(Task set)
1. Decide whether each statement below agrees with the post about the 95-year-old patient, answering yes or no and quoting the text's deciding words. (a) The patient reported chest pain. (b) The patient's troponin was 0.3. (c) The family agreed that angiography and a stent fit the patient's goals of care.
2. Repeat word for word the portion of the post about the 95-year-old patient between "The EKG above" and "chest pain whatsoever.", inclusive.

Wednesday, November 24, 2010

ST

A 95 year old man is sent from clinic to the emergency department with a preliminary plan of "rule out TB." He has multiple medical problems including HTN, hyperlipidemia, COPD, chronic kidney disease, arthritis, GERD, and a positive PPD and presents with hemoptysis of one month. On further history, he has no chest pain or shortness of breath, but feels that a week or two ago, he suddenly became very weak. As is routine in the ED, they get an EKG simply because the patient is old.

I don't have his exact EKG but I found one that is similar and it is shown above. The ED sees this EKG and calls a STEMI code - they read this as an acute heart attack. His troponin is 0.3 (creatinine is 2). The interventional cardiology fellow comes and is about to whisk the patient away to the cath lab when the family says perhaps angiography and stent is not consistent with the patient's goals of care. They decide to medically manage this STEMI without aggressive intervention. We are called to admit this patient to the general cardiology floor.

The EKG above is not the patient's EKG, but when I looked at the patient's EKG, I also noted some ST elevation in the inferior leads and no reciprocal changes. As a result, I started worrying that this was not a STEMI as advertised but possibly percarditis. It is odd, however, that the patient had no chest pain whatsoever.

(Data shown)
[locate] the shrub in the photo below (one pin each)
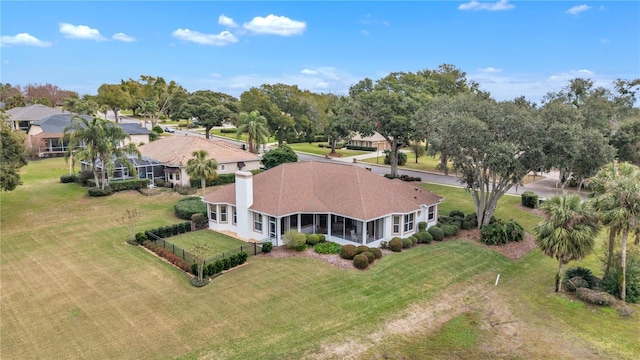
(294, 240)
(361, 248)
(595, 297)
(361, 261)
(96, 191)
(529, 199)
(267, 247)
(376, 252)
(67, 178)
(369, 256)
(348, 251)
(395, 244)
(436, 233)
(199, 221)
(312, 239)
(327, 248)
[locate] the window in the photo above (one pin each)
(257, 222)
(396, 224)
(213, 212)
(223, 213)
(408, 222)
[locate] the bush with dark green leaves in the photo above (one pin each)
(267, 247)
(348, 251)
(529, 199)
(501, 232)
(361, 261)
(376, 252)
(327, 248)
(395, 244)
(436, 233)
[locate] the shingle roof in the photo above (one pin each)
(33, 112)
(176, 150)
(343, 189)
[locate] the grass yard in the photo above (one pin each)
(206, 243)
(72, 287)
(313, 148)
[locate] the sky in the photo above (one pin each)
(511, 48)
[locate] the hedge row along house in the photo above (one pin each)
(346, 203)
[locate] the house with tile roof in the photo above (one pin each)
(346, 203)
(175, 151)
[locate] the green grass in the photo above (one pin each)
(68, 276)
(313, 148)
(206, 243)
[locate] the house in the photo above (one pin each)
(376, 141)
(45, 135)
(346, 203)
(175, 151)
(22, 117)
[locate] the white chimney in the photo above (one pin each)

(Solutions)
1.
(a) No: "he has no chest pain or shortness of breath"
(b) Yes: "His troponin is 0.3"
(c) No: "the family says perhaps angiography and stent is not consistent with the patient's goals of care"

2.
The EKG above is not the patient's EKG, but when I looked at the patient's EKG, I also noted some ST elevation in the inferior leads and no reciprocal changes. As a result, I started worrying that this was not a STEMI as advertised but possibly percarditis. It is odd, however, that the patient had no chest pain whatsoever.